▶ [Extract to read]:
>>>

# UPDATE: Picasso's stories : online friend wanting to meet him



## Katkoota (Feb 18, 2006)

Hey guys,

Just wanted to tell you that I created a new blog for Picasso...I thought that it is not fair to only talk about his stories and improvements here since this is a malts forum...I will still share his pictures with the malts (thats for sure), but the stories will be all posted in his blog...I added a link in my signature for anyone who will want to check on how things are going with him; check on his pregress and improvement...  

Picasso to SM: my blog and I have the same colors 

Picasso's Journey

LOL

kat


----------



## Maidto2Maltese (Oct 19, 2004)

Oh Kat! 
We are all interested in this little guy and posting here in 'Anything goes" is fine. I dare say the rest agree.
However will visit the blog and keep up with his progress. I think he's already won over pour hearts as well as yours :wub:


----------



## KandiMaltese (Mar 27, 2007)

I agree. We don't mind him being posted here because he is a yorkie. Plenty of people post dogs here that aren't maltese..so keep posting! We like your pics and videos! Maltese, yorkie...


----------



## lillady (Jan 25, 2007)

I'm more than happy to hear about Picasso-post away! We all love him already :wub:


----------



## gibbert (Jan 13, 2005)

No doubt! He's a cutie-patootie! And besides, any katkoota contribution we're lucky enough to get our eyeballs on is always a treat! And that's the truth, missy ann!


----------



## 3Maltmom (May 23, 2005)

Kat!!!! Keep posting Picasso stories here, as well. Good heavens, we SM members need our Yorkie fix!!

<<<

▶ [Short exercise 1]: Copy the part of the Picasso thread from "# UPDATE: Picasso's" up to and including "pregress and improvement..." word for word.
The forum thread about Picasso and the listing that follows it have no connection.

▶ [Record excerpts]:
>>>

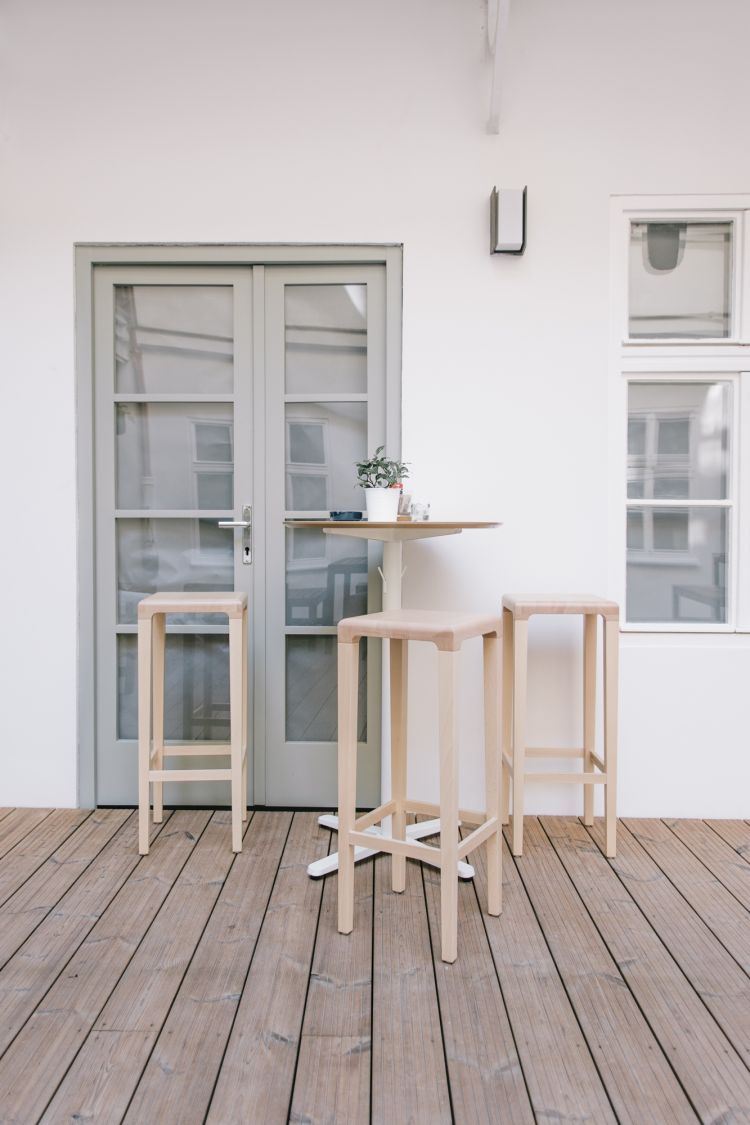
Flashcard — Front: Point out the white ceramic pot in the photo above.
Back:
[364,488,401,523]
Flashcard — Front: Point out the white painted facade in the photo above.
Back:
[0,0,750,817]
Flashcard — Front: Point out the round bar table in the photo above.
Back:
[284,520,500,879]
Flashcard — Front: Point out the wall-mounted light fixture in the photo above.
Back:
[489,188,526,254]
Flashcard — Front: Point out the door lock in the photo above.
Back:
[218,504,253,566]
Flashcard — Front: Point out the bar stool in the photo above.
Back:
[138,591,247,855]
[337,610,501,962]
[503,594,620,856]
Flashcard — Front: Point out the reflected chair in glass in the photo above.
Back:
[503,594,620,856]
[138,591,247,855]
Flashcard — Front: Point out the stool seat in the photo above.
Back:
[138,590,247,621]
[138,590,247,855]
[338,610,503,653]
[337,609,503,962]
[503,594,620,621]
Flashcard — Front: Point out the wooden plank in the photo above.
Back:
[42,811,239,1123]
[471,844,616,1125]
[0,810,161,1053]
[516,817,695,1125]
[0,809,52,856]
[0,811,210,1125]
[289,841,373,1125]
[704,820,750,863]
[207,812,331,1125]
[125,812,291,1125]
[589,821,750,1065]
[0,809,130,965]
[422,848,535,1125]
[541,817,750,1122]
[372,856,452,1125]
[663,820,750,921]
[0,809,91,905]
[624,820,750,973]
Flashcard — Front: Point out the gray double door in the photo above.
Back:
[93,263,386,806]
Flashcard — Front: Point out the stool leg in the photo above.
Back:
[151,613,166,825]
[513,621,528,855]
[138,618,152,855]
[390,640,408,893]
[242,609,249,820]
[229,618,245,852]
[437,651,459,962]
[482,633,503,915]
[584,613,598,825]
[338,641,360,934]
[604,620,620,858]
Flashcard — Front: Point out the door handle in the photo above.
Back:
[217,504,253,566]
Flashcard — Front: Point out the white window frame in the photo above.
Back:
[608,195,750,635]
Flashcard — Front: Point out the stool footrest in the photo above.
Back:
[148,770,232,781]
[459,817,500,860]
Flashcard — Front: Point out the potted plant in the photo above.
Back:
[355,446,409,523]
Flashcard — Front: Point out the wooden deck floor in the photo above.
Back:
[0,809,750,1125]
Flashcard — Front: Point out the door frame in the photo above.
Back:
[74,243,403,808]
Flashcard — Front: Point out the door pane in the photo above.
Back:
[287,637,367,743]
[117,639,229,742]
[629,222,733,340]
[627,507,728,623]
[287,528,368,626]
[115,403,234,510]
[284,285,368,394]
[116,520,234,624]
[115,285,234,395]
[284,403,367,512]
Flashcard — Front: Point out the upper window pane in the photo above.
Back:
[115,285,234,395]
[284,285,368,395]
[629,221,733,340]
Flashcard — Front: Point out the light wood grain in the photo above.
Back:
[207,812,331,1125]
[42,812,234,1123]
[0,811,210,1125]
[541,817,750,1121]
[623,819,750,973]
[475,845,616,1125]
[125,812,291,1125]
[289,828,373,1125]
[0,809,90,905]
[372,856,452,1125]
[590,821,750,1065]
[517,817,694,1125]
[423,853,535,1125]
[665,820,750,909]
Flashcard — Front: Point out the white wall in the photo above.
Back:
[0,0,750,816]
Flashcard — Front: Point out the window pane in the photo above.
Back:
[115,403,232,509]
[116,520,234,624]
[627,383,731,500]
[286,403,368,512]
[115,285,234,395]
[626,507,728,623]
[287,637,367,743]
[287,528,368,626]
[284,285,368,394]
[629,222,733,339]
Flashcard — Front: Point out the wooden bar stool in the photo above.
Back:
[337,610,501,961]
[138,591,247,855]
[503,594,620,856]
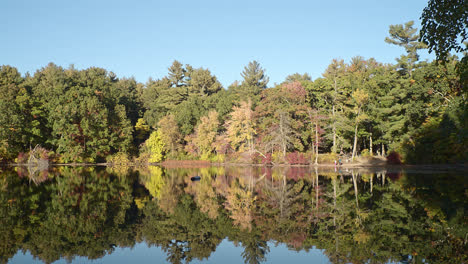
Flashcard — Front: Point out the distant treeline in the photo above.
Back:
[0,22,468,164]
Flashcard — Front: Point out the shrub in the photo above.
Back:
[286,151,309,165]
[387,151,402,165]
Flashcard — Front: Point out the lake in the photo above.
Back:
[0,166,468,263]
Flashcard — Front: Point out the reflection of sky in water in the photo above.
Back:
[9,240,330,264]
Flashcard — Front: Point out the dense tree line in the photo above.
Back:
[0,22,468,164]
[0,166,468,263]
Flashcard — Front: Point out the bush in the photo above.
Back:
[106,152,130,165]
[286,151,310,165]
[317,153,343,164]
[361,149,372,157]
[387,151,402,165]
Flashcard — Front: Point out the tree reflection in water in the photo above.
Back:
[0,167,468,263]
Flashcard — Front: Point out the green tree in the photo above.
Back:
[420,0,468,60]
[158,114,181,157]
[225,100,256,152]
[144,130,166,162]
[385,21,426,78]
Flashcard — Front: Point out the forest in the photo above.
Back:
[0,21,468,165]
[0,166,468,263]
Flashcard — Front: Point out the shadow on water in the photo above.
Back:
[0,166,468,263]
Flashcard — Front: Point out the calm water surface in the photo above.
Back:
[0,166,468,263]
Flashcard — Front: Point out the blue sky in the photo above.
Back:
[0,0,434,87]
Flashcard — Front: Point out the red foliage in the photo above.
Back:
[387,151,402,165]
[262,153,273,164]
[286,152,309,165]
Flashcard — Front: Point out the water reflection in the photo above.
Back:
[0,167,468,263]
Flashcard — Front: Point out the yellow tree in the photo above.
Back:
[158,114,181,158]
[226,99,255,152]
[351,89,369,160]
[193,111,219,158]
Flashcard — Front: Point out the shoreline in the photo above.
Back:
[4,160,468,170]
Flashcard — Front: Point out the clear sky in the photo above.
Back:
[0,0,434,87]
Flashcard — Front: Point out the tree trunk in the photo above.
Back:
[332,76,338,153]
[351,122,358,161]
[315,118,318,165]
[332,103,336,154]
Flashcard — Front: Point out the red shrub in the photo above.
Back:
[387,151,402,165]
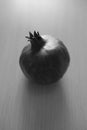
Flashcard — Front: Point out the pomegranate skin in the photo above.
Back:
[19,32,70,85]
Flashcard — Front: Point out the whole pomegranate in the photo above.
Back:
[19,31,70,84]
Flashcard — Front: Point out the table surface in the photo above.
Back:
[0,0,87,130]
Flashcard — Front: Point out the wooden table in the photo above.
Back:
[0,0,87,130]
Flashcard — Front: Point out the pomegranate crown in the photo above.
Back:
[25,31,46,53]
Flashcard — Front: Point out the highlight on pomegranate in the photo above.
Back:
[19,31,70,85]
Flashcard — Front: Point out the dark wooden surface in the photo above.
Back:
[0,0,87,130]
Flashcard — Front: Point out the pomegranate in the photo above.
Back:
[19,31,70,84]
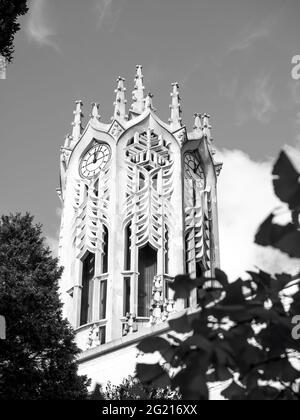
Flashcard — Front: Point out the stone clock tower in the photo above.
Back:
[58,66,222,383]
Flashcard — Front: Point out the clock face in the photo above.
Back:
[184,153,204,181]
[80,144,111,178]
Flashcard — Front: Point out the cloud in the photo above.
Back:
[227,26,270,54]
[218,150,300,281]
[25,0,59,52]
[96,0,122,32]
[225,12,284,55]
[235,74,277,125]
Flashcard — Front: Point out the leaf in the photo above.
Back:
[172,365,209,401]
[136,363,170,387]
[137,337,172,353]
[273,151,300,210]
[185,334,213,353]
[222,279,245,306]
[255,214,300,258]
[170,276,197,300]
[215,268,229,288]
[169,314,192,334]
[221,381,246,401]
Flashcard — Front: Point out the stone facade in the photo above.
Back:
[58,66,222,388]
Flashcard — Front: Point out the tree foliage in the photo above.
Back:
[137,152,300,400]
[0,214,87,399]
[89,377,181,401]
[0,0,28,62]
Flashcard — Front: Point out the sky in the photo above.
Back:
[0,0,300,278]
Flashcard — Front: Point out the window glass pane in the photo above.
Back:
[100,280,107,319]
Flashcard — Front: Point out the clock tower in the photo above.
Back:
[58,66,222,383]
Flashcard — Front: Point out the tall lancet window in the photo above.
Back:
[184,152,206,276]
[102,225,109,274]
[80,252,95,325]
[124,223,131,271]
[138,244,157,317]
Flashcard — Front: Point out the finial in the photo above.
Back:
[64,133,73,149]
[145,93,154,110]
[114,77,127,120]
[90,102,101,121]
[194,113,202,131]
[202,114,212,141]
[131,66,145,114]
[169,82,182,131]
[72,101,84,143]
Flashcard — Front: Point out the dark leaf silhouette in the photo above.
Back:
[169,314,192,334]
[273,151,300,210]
[170,276,197,299]
[255,214,300,258]
[136,364,171,388]
[137,337,171,353]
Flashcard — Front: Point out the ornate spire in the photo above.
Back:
[194,113,202,132]
[145,93,154,111]
[72,101,84,143]
[202,114,212,141]
[131,66,145,114]
[64,134,73,149]
[169,83,182,131]
[114,77,127,120]
[90,103,101,121]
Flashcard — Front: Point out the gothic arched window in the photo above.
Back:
[138,244,157,317]
[80,252,95,325]
[164,227,170,274]
[124,223,131,271]
[102,225,109,273]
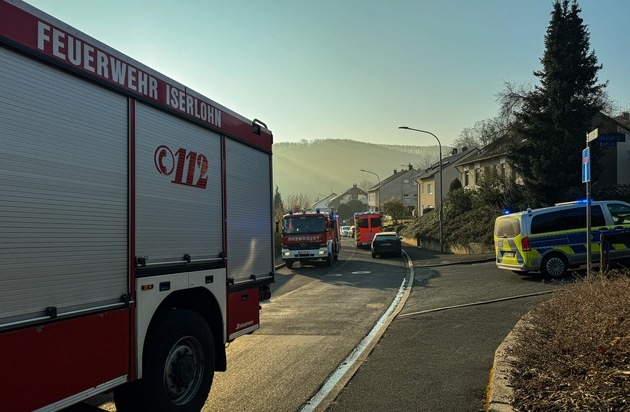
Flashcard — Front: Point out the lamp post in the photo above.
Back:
[398,126,444,252]
[361,169,381,209]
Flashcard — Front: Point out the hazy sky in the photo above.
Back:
[27,0,630,145]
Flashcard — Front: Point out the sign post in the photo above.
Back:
[582,145,597,278]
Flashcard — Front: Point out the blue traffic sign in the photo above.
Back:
[582,147,591,183]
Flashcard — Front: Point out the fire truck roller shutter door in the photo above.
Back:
[225,140,273,283]
[0,48,128,324]
[136,103,223,264]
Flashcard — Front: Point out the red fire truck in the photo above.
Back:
[0,0,274,412]
[354,212,383,247]
[282,209,341,268]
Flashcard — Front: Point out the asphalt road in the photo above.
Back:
[327,248,562,412]
[66,238,562,412]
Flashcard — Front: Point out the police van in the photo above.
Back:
[494,200,630,278]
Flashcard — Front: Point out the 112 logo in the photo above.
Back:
[154,145,208,189]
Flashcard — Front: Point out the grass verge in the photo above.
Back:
[508,270,630,411]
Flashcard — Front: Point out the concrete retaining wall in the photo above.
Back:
[402,237,494,255]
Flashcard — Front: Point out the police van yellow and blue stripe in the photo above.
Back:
[494,200,630,278]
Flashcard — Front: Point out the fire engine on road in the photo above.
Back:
[282,209,341,268]
[0,0,274,412]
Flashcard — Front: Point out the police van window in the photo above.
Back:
[608,203,630,225]
[494,217,521,238]
[532,210,568,235]
[564,205,606,230]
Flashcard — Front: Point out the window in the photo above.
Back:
[608,203,630,225]
[532,210,565,235]
[564,206,606,230]
[494,217,521,238]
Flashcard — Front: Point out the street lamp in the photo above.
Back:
[398,126,444,252]
[361,169,381,209]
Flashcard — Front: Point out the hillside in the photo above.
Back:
[273,139,449,201]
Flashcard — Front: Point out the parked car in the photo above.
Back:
[371,232,402,258]
[494,200,630,278]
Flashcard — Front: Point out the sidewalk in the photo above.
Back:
[325,245,533,412]
[405,244,495,267]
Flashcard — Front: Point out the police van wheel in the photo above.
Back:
[540,253,569,279]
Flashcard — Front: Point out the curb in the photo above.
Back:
[414,257,495,268]
[486,313,529,412]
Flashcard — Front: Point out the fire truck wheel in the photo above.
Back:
[117,310,214,412]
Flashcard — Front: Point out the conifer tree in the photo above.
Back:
[510,0,606,207]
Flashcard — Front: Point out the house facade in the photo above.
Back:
[415,147,479,216]
[329,183,368,209]
[368,165,420,214]
[456,112,630,189]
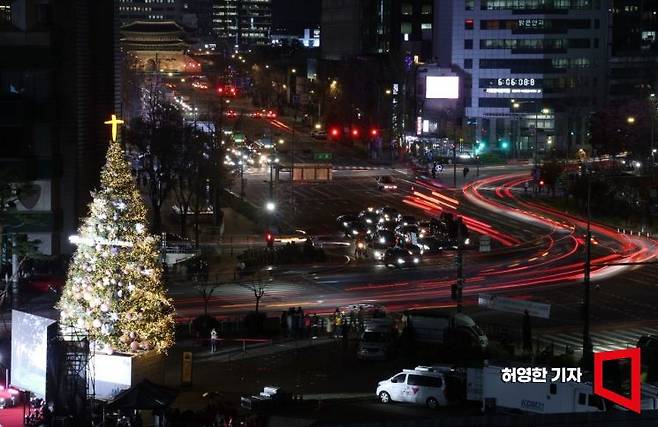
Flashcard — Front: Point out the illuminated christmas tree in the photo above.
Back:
[57,117,174,353]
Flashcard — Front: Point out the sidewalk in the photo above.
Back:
[193,337,334,363]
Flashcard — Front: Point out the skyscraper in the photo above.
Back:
[0,0,120,255]
[434,0,609,153]
[212,0,272,47]
[608,0,658,103]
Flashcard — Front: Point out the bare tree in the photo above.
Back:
[195,282,219,316]
[247,278,272,315]
[126,82,184,231]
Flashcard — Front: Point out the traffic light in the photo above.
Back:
[450,283,462,301]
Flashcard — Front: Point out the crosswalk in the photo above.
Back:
[538,326,658,352]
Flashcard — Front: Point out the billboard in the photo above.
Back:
[425,76,459,99]
[91,353,133,400]
[11,310,55,398]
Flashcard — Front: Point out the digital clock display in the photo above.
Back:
[497,78,536,87]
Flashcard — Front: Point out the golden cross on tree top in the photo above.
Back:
[105,114,123,142]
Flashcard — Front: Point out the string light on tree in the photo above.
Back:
[57,115,174,352]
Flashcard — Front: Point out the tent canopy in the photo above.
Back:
[108,379,178,410]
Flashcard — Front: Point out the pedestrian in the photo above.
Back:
[356,305,365,331]
[210,328,217,353]
[311,313,320,337]
[281,310,288,338]
[341,318,350,344]
[286,307,295,338]
[304,314,311,338]
[522,310,532,355]
[334,309,343,338]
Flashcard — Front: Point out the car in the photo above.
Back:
[396,214,416,225]
[359,210,379,229]
[395,225,420,240]
[403,243,425,257]
[376,206,399,221]
[376,366,448,409]
[418,237,444,255]
[384,247,420,268]
[416,221,434,237]
[311,130,327,139]
[369,230,395,261]
[336,214,359,229]
[345,221,372,239]
[377,175,398,191]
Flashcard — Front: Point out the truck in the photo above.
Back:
[466,366,658,414]
[402,311,489,348]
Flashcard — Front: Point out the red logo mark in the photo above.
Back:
[594,348,641,414]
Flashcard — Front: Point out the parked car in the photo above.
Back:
[336,214,359,229]
[377,366,448,409]
[384,247,420,268]
[377,175,398,191]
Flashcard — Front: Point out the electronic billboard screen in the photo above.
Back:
[425,76,459,99]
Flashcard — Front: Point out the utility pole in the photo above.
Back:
[582,169,593,369]
[451,218,464,313]
[452,141,457,188]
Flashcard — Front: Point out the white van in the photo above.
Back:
[377,366,448,409]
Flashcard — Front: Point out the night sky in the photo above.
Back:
[272,0,321,33]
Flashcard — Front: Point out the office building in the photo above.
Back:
[320,0,392,61]
[608,0,658,103]
[433,0,610,153]
[118,0,182,25]
[212,0,272,47]
[0,0,120,256]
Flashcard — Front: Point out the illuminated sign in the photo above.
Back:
[425,76,459,99]
[497,78,536,87]
[519,19,544,28]
[484,87,542,94]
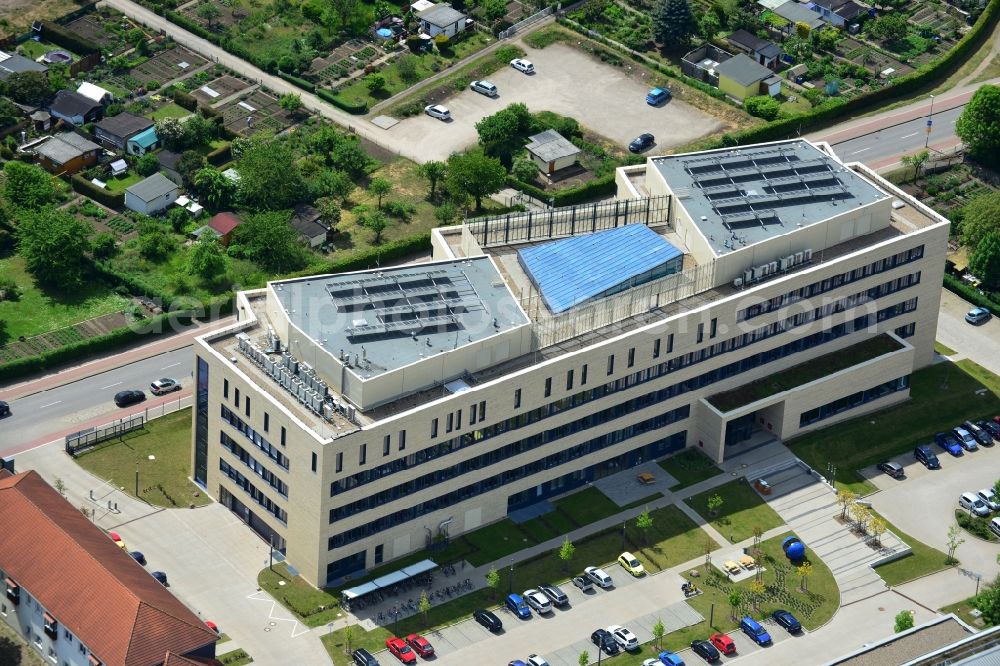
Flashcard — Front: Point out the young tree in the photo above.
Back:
[448,150,507,210]
[653,0,695,51]
[368,178,392,210]
[557,536,576,571]
[420,160,448,200]
[955,85,1000,169]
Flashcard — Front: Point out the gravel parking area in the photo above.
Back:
[384,43,723,160]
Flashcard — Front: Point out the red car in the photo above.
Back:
[406,634,434,657]
[385,636,417,664]
[708,634,736,656]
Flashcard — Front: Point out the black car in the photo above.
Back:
[590,629,618,656]
[115,391,146,407]
[351,648,379,666]
[628,132,656,153]
[878,460,906,479]
[913,444,941,469]
[691,641,719,662]
[472,608,503,632]
[771,609,802,634]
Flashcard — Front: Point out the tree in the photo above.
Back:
[635,506,653,546]
[558,536,576,571]
[448,150,507,210]
[895,611,913,634]
[486,567,500,599]
[18,209,93,290]
[188,234,226,280]
[420,160,448,199]
[969,231,1000,290]
[3,160,56,210]
[135,153,160,177]
[368,178,392,210]
[945,524,965,564]
[653,0,694,51]
[955,85,1000,169]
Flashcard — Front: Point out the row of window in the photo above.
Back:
[799,375,910,427]
[736,245,924,321]
[330,402,691,524]
[219,458,288,525]
[222,405,288,472]
[219,431,290,499]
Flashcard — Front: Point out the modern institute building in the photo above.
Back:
[193,140,949,585]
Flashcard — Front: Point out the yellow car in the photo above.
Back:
[618,553,646,578]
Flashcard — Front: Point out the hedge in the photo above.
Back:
[70,173,125,209]
[316,88,368,115]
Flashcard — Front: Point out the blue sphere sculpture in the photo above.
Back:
[781,536,806,564]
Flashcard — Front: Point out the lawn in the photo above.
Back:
[0,255,130,343]
[76,408,212,509]
[684,479,784,543]
[786,360,1000,495]
[659,449,722,490]
[708,335,902,412]
[872,511,949,586]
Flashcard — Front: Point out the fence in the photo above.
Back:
[462,194,672,248]
[497,4,562,39]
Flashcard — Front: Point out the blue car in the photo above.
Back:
[504,592,531,620]
[740,616,771,646]
[934,432,962,458]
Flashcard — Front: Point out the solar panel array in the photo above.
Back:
[326,270,486,340]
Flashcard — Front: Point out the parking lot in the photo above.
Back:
[385,43,723,160]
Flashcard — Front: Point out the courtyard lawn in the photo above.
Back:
[659,449,722,490]
[0,255,129,344]
[76,405,212,509]
[785,360,1000,495]
[684,479,784,543]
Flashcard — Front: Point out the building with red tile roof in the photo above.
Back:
[0,471,219,666]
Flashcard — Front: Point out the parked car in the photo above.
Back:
[691,641,719,663]
[771,608,802,634]
[646,88,670,106]
[962,421,993,446]
[149,377,181,395]
[522,590,552,613]
[115,390,146,407]
[976,488,1000,511]
[628,132,656,153]
[740,616,771,646]
[424,104,451,120]
[965,308,991,326]
[708,632,736,656]
[385,636,417,664]
[951,428,979,451]
[958,493,990,518]
[406,634,434,658]
[583,567,614,589]
[538,583,569,606]
[351,648,379,666]
[469,81,500,97]
[618,552,646,578]
[608,624,639,650]
[878,460,906,479]
[913,444,941,469]
[934,432,962,458]
[590,629,618,655]
[510,58,535,74]
[472,608,503,632]
[503,592,531,620]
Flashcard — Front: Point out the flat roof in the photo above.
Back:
[652,139,889,256]
[271,256,528,378]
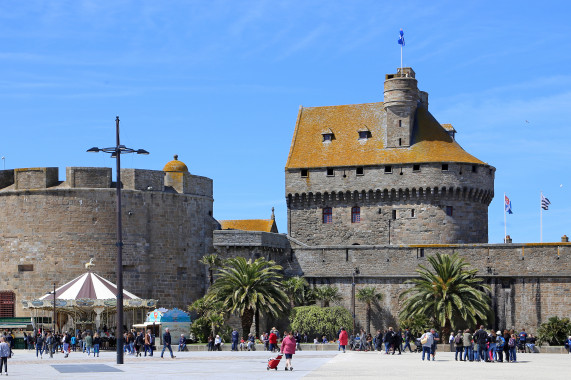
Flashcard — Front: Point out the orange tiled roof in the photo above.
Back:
[286,102,485,169]
[218,219,278,233]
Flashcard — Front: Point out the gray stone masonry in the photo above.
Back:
[0,167,216,316]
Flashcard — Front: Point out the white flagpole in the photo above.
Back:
[539,191,543,243]
[504,193,508,243]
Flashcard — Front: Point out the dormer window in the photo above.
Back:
[321,129,335,143]
[357,125,371,140]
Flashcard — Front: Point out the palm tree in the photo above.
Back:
[399,253,491,334]
[356,286,383,332]
[199,253,222,286]
[283,276,309,309]
[209,257,288,336]
[314,285,342,307]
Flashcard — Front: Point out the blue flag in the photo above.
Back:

<<<

▶ [Short exercise 2]: In the listing, repeat word for word every line from the one containing "Flashcard — Front: Point out the courtyard" up to and including the one containing "[0,471,219,666]", and nothing else.

▶ [Exercise response 1]:
# UPDATE: Picasso's stories : online friend wanting to meet him



## Katkoota (Feb 18, 2006)

Hey guys,

Just wanted to tell you that I created a new blog for Picasso...I thought that it is not fair to only talk about his stories and improvements here since this is a malts forum...I will still share his pictures with the malts (thats for sure), but the stories will be all posted in his blog...I added a link in my signature for anyone who will want to check on how things are going with him; check on his pregress and improvement...

▶ [Exercise response 2]:
Flashcard — Front: Point out the courtyard lawn in the photo above.
Back:
[659,449,722,490]
[0,255,129,344]
[76,405,212,509]
[785,360,1000,495]
[684,479,784,543]
Flashcard — Front: Point out the building with red tile roof in the photo above.
Back:
[0,471,219,666]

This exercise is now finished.